- **DATA TO USE**
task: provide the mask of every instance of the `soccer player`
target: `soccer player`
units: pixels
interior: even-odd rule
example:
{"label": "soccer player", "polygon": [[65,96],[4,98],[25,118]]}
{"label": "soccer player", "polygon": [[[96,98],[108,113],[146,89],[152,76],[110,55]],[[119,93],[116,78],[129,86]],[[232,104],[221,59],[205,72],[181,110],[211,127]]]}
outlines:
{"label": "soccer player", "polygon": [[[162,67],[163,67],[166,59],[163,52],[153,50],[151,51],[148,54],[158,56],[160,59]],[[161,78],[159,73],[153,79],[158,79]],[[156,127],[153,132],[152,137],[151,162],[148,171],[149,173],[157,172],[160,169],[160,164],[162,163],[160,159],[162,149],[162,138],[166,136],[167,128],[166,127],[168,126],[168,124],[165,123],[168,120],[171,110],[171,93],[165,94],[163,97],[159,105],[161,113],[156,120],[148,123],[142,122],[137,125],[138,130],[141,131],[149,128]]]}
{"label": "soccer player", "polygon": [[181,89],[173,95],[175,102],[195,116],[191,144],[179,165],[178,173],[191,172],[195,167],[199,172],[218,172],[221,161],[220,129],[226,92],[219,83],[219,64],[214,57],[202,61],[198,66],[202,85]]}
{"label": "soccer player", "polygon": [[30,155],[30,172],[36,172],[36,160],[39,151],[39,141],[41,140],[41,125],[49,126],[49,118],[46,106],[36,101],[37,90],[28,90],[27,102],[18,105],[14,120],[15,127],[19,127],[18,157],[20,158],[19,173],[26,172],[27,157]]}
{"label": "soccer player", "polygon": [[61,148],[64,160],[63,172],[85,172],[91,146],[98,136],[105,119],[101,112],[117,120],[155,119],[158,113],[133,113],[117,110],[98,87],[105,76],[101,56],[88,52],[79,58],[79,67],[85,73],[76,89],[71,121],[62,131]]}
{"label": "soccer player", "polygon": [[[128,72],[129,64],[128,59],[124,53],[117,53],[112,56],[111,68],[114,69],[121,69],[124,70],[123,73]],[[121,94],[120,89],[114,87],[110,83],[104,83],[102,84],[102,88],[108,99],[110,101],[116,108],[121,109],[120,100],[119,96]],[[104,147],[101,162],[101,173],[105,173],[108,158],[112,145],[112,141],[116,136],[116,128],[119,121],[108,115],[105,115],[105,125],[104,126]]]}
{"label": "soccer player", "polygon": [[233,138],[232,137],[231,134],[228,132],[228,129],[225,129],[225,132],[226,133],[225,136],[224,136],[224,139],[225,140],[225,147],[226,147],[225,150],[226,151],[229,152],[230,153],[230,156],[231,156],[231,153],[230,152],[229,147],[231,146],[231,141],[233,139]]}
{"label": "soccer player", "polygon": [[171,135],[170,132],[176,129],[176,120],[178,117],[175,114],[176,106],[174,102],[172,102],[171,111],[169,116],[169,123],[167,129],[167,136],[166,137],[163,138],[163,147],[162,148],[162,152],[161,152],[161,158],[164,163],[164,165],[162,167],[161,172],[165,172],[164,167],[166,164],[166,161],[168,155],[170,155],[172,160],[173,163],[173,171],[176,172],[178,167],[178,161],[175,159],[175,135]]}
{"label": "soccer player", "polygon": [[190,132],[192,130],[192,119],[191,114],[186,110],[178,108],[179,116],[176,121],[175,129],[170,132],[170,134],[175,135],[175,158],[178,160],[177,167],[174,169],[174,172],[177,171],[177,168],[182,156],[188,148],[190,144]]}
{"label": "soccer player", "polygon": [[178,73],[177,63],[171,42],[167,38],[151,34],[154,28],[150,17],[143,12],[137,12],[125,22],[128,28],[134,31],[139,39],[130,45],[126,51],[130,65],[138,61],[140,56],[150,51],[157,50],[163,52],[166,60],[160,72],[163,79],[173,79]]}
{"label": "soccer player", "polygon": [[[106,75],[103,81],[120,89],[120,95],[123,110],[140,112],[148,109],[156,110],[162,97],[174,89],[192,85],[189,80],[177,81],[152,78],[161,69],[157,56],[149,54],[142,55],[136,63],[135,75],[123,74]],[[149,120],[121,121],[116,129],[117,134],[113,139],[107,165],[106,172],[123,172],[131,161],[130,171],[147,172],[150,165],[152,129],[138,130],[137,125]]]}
...
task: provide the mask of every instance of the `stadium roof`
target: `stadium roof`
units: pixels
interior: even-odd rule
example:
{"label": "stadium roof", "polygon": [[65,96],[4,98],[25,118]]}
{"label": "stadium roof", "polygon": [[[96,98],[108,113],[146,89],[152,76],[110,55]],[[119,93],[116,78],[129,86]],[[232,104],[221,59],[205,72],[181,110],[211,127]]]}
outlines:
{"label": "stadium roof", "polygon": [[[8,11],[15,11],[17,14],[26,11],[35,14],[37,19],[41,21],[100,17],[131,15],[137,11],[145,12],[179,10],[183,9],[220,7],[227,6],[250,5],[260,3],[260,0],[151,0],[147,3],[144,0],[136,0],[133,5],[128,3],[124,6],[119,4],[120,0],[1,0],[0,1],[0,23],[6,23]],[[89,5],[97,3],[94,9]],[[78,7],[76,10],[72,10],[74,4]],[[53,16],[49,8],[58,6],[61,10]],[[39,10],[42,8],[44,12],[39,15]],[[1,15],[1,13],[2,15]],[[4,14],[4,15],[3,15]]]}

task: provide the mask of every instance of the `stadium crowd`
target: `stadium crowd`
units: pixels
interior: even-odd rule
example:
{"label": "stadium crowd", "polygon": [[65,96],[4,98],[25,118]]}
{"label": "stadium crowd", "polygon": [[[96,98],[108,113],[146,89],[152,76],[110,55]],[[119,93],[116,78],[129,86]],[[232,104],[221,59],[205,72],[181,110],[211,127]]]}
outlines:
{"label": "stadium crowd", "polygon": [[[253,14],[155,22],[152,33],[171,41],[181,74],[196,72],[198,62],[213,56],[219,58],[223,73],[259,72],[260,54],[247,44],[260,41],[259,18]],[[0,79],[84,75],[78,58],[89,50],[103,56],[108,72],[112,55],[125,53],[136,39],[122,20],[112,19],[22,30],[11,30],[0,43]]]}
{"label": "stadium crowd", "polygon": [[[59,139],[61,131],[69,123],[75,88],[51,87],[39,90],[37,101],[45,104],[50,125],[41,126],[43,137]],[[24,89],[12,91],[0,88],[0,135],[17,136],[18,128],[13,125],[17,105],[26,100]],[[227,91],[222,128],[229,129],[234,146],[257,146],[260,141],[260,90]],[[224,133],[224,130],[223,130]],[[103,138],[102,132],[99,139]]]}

- **WHAT IS EXPECTED**
Copy each line of the material above that contains the string "instance". Case counts.

- **RESULT OF THE EXERCISE**
task: provide the mask of every instance of the `soccer player`
task: provide the mask of every instance of the `stadium roof`
task: provide the mask of every instance of the `stadium crowd`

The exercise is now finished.